- Page excerpt -

- Opening Delimiter -

The Maurice A. Biot Endowed Lecture

Department of Civil Engineering and Engineering Mechanics

Columbia University

New York City


Strain Amplification in the Mechanosensory System in Bone


Prof. Stephen C. Cowin
Distinguished Professor, The City University of New York


December 9, 2004 (Thursday)
2:30-3:30 pm

Davis Auditorium, CEPSR

Abstract: Living bones adapt their structure to meet the requirements of their mechanical environment. These adaptations require a cell-based mechanosensing system with a sensor cell that perceives the mechanical deformation of the mineralized matrix in which the cell resides.

One of the most perplexing features of this mechanosensory system in bone is the very low strain level that a whole bone experiences in vivo compared to that needed to produce a response in cells. The amplitudes of the in vivo strains generally fall in the range 0.04 to 0.3 percent for animal locomotion and seldom exceed 0.1 percent. These strains are nearly two orders of magnitude less than those needed (1% to 10%) to elicit biochemical signals necessary for communication of the sensing cells with the cells that deposit and resorb bone tissue. There is a paradox in the bone mechanosensing system in that the strains that activate the bone cells are at least an order of magnitude larger than the strains to which the whole bone organ is subjected.

A hierarchical model ranging over length scales that differ by 9 orders of magnitude, from the subcellular level to the whole bone level, is used to resolve this paradox. Using this Biot poroelasticity based model it is possible to explain how the fluid flow around a bone cell process can lead to strains on the cell process structure that are two orders of magnitude greater than the mineralized matrix in which the cell resides.

- Closing Delimiter -

- Data listing -
- Opening Delimiter -

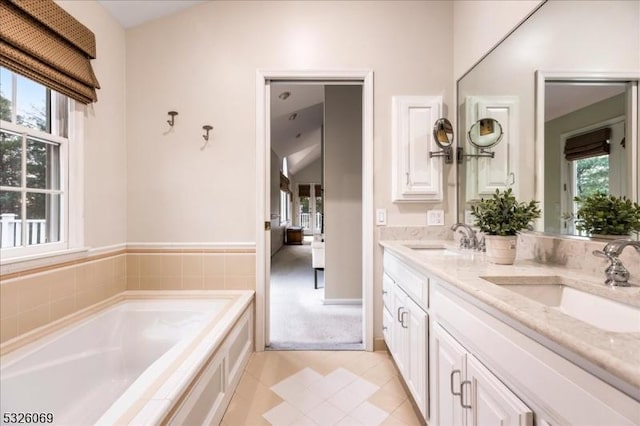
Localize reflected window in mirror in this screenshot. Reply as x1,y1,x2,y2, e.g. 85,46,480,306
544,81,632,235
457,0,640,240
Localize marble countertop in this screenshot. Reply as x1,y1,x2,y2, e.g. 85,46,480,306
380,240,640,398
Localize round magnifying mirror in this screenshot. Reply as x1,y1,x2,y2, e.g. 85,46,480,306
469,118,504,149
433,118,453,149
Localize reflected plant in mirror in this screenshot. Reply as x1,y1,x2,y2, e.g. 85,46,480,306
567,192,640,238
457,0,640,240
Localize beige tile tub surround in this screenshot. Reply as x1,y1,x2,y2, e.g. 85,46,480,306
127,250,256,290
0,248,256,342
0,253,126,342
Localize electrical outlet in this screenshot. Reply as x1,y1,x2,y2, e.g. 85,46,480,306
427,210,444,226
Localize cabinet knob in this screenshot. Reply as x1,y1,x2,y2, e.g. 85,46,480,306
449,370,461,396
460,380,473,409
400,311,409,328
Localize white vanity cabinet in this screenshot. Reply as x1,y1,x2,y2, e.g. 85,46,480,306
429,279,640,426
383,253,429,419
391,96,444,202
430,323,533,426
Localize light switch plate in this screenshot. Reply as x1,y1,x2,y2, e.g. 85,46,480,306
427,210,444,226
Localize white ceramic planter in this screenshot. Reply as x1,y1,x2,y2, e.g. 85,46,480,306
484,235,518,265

- Closing Delimiter -
- Opening Delimiter -

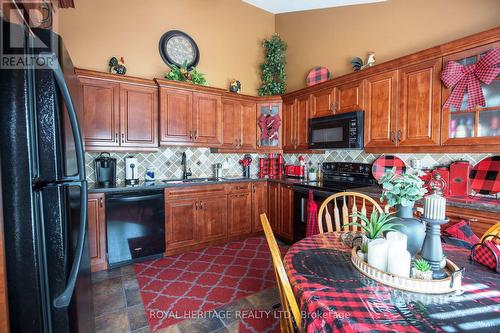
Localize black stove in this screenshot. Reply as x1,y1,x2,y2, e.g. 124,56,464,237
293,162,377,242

- Closing Delimiter -

- Problem statement -
In the lecture announcement above, condense the paragraph beginning "One of the most perplexing features" into a short bulleted list that keeps its main facts.

- Problem solution -
- Whole bones experience very low strains in vivo compared with the strains needed to produce a response in cells.
- In vivo strains during animal locomotion generally range from 0.04 to 0.3 percent and seldom exceed 0.1 percent.
- Bone cells need strains of 1% to 10%, nearly two orders of magnitude more, to produce the biochemical signals for communicating with the cells that deposit and resorb bone tissue.
- The paradox: the strains that activate bone cells are at least an order of magnitude larger than those the whole bone organ undergoes.